#### [Given instruction A]
Could you retype the rows from the line containing "Where can you see the blue pool" through the line containing "(1042, 387)", inclusive, without changing anything?

#### [Source excerpt]
In the 80's, French was mandated by the Ontario school system.  Before my family moved out of the province when I was ten years old I had achieved the mighty level of Grade 4 French.  Now, pushing 40, my French is basically zilch but I have a passing familiarity with common phrases.  That is basically my level of linux literacy... slightly greater then nothing but effectively zero.  I can safely back my way out of a vi text editor, but having to actually edit a text file with it is like walking across a beach wearing swimming flippers... I can do it, but it is slow and awkward.

 

Armed with this minimal knowledge, I jumped into Arch linux via Manjaro after two decades plus of solid Windows usage.  The KDE desktop was luxurious.  I enjoyed it enormously.  Got my main go-to apps set up with a predictable amount of headbanging and n00b frustrations... but I was doing it.  I was swimming again.

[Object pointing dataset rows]
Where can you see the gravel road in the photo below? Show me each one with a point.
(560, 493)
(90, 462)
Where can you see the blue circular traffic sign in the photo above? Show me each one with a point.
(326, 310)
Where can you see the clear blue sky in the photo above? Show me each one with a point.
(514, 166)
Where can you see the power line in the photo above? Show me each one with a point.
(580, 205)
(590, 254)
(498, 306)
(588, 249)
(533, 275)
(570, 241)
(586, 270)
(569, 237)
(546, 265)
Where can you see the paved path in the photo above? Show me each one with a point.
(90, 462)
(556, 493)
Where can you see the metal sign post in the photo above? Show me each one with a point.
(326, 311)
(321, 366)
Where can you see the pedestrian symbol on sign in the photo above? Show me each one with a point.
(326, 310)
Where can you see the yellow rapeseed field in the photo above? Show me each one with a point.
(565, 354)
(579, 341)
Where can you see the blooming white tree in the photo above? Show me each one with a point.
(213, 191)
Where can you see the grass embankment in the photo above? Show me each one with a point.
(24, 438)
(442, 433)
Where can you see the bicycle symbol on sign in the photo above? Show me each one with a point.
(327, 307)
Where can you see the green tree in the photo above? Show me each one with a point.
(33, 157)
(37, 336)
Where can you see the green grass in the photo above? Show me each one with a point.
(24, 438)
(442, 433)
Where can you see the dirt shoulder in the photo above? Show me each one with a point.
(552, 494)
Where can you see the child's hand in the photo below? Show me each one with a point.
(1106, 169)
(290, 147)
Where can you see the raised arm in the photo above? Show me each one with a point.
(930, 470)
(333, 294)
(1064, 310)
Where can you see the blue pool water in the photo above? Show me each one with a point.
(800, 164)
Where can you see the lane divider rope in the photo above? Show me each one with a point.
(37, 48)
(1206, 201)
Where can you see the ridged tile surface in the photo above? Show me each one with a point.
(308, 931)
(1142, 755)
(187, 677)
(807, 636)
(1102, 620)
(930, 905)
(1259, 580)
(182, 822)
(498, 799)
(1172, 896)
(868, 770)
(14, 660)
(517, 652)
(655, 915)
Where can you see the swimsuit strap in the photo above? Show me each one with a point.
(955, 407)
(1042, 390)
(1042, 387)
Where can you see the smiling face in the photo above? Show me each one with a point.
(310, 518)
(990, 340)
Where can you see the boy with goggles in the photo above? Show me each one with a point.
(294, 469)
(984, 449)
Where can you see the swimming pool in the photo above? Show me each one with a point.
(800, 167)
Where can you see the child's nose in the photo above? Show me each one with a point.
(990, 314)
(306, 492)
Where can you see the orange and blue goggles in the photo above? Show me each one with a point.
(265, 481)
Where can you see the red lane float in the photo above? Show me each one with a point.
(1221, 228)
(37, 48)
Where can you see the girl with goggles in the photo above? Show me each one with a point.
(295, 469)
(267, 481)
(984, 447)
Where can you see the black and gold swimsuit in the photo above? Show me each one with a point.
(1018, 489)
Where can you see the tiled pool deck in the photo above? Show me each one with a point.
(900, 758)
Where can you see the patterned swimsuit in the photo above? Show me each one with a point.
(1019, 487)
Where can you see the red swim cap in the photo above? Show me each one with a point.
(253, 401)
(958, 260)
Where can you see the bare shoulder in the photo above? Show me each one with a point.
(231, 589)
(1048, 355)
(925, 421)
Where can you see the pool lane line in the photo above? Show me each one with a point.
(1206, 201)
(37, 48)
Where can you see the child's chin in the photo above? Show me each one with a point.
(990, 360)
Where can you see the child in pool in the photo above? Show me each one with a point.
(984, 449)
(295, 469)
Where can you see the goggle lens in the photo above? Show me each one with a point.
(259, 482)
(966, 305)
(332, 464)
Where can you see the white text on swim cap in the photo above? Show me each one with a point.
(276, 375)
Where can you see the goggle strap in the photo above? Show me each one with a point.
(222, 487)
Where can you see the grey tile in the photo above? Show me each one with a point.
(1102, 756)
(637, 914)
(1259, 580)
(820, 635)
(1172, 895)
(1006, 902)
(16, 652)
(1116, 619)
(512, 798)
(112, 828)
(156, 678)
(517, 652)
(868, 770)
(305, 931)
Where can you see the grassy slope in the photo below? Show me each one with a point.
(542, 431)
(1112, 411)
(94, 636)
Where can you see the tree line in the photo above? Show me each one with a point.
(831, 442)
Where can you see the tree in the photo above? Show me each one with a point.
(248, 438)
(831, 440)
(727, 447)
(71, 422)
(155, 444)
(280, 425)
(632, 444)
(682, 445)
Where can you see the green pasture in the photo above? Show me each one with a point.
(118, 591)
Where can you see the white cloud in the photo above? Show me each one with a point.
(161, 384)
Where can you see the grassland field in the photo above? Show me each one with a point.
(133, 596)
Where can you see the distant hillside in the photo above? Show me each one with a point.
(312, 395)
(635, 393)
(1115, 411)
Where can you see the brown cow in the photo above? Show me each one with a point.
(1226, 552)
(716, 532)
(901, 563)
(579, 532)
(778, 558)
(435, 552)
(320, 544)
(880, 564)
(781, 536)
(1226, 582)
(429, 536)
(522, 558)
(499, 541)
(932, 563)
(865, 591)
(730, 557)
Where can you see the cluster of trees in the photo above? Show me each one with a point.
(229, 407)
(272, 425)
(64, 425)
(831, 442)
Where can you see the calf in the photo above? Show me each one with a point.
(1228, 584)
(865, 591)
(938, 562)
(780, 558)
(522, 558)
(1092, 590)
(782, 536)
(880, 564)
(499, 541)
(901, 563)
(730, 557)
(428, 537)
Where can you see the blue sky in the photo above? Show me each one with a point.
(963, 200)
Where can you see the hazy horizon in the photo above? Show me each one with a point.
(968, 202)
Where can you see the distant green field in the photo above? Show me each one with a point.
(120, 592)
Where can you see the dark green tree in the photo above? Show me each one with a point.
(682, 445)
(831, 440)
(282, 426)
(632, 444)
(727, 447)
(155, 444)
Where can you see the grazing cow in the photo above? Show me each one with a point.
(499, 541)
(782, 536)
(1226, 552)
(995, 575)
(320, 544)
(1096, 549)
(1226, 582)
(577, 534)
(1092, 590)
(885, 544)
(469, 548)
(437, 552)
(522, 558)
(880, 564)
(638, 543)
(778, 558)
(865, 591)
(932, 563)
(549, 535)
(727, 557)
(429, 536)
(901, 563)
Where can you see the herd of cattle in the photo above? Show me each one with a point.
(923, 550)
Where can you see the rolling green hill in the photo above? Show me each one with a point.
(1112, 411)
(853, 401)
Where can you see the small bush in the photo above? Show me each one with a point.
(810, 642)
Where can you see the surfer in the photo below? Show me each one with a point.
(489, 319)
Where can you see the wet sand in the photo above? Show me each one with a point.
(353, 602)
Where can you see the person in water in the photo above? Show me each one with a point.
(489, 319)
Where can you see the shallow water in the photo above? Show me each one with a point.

#### [Given instruction B]
Do the following statements agree with the excerpt about switching to Linux? For each, answer yes or no and quote the words from the excerpt that settle it.
(i) The writer's family moved out of Ontario when the writer was ten.
(ii) The writer found the KDE desktop uncomfortable.
(iii) The writer moved to Manjaro after about five years of using Windows.

#### [Exercise result A]
Where can you see the blue pool water in the photo above? Show me each one with a point.
(800, 164)
Where can you see the lane divider rope in the photo above? Show me each one with a point.
(37, 48)
(1206, 201)
Where can you see the ridged tile surface in the photo above? Show me each one with a point.
(308, 931)
(1142, 755)
(187, 677)
(807, 636)
(1102, 620)
(930, 905)
(1259, 580)
(182, 822)
(498, 799)
(1172, 896)
(868, 770)
(14, 660)
(517, 652)
(655, 915)
Where can you see the swimsuit strap in the photo above? Show me each one with a point.
(955, 407)
(1042, 390)
(1042, 387)

#### [Exercise result B]
(i) Yes: "Before my family moved out of the province when I was ten years old"
(ii) No: "The KDE desktop was luxurious."
(iii) No: "after two decades plus of solid Windows usage"